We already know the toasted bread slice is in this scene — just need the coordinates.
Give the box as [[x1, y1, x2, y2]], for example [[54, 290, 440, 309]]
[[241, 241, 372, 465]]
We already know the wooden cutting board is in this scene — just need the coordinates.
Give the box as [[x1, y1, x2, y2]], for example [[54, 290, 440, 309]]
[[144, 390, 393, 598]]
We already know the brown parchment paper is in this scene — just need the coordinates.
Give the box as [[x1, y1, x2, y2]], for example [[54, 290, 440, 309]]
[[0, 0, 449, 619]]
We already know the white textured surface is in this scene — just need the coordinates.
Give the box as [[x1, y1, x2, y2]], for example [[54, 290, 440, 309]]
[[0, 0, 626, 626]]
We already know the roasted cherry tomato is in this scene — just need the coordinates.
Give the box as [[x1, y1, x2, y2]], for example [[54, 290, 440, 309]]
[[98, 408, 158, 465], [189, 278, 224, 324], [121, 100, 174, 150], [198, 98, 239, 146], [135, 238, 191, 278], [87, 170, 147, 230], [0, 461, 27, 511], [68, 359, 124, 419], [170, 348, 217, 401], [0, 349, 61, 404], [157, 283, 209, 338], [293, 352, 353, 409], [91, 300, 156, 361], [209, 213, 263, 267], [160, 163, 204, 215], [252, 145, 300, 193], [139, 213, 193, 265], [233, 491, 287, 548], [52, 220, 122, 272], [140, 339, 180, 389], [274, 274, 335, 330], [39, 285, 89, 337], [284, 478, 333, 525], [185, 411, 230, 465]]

+++

#### Task objective:
Count the lines in the items above that contain the word "this". State only the number.

#### Finished task:
5